Exercise prompt
Reproduce each line of the data below verbatim, with no changes.

:: Dataset records ::

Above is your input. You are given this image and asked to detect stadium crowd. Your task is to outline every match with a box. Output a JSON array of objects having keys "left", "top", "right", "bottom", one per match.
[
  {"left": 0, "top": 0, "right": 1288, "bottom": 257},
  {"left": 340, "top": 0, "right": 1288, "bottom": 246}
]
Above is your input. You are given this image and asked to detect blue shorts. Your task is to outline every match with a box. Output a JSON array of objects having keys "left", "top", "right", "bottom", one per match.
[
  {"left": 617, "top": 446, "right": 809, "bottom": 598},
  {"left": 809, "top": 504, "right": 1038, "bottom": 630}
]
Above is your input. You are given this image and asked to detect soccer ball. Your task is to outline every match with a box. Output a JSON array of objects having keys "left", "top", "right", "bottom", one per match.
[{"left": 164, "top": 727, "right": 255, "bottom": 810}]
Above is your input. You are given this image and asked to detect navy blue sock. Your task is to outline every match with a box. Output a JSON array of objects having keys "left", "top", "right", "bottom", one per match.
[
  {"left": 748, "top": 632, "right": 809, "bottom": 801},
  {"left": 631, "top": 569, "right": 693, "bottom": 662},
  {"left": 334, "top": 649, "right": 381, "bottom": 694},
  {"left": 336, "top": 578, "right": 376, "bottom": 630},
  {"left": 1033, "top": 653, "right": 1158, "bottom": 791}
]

:::

Finished answer
Above is your input. You are given this image and asked to detect stadium crowd. Your task is to outline every match with a box. Output a JSON array of objects having keys "left", "top", "right", "bottom", one per match.
[
  {"left": 0, "top": 0, "right": 1288, "bottom": 257},
  {"left": 340, "top": 0, "right": 1288, "bottom": 246}
]
Above is your input. You are given this image and asked to detect blue shorts. Your task is to outline every match with a box. Output a JSON array of objects having keys "left", "top", "right", "bottom", one per match.
[
  {"left": 617, "top": 446, "right": 809, "bottom": 598},
  {"left": 809, "top": 504, "right": 1038, "bottom": 630}
]
Above is your input. You are given this image and asked to detect soccer ball. Your task is to outline every match with a box. Output a JSON array of objects having keys "left", "top", "right", "bottom", one per match.
[{"left": 164, "top": 727, "right": 255, "bottom": 810}]
Above is your input. You are given this image and asked to detect navy blue sock. Your task is to outline every match with a box. Output a JSON array of objects having keys "left", "top", "right", "bottom", one per match.
[
  {"left": 748, "top": 632, "right": 809, "bottom": 801},
  {"left": 631, "top": 569, "right": 693, "bottom": 662},
  {"left": 334, "top": 649, "right": 381, "bottom": 694},
  {"left": 336, "top": 578, "right": 376, "bottom": 630},
  {"left": 1033, "top": 653, "right": 1158, "bottom": 791}
]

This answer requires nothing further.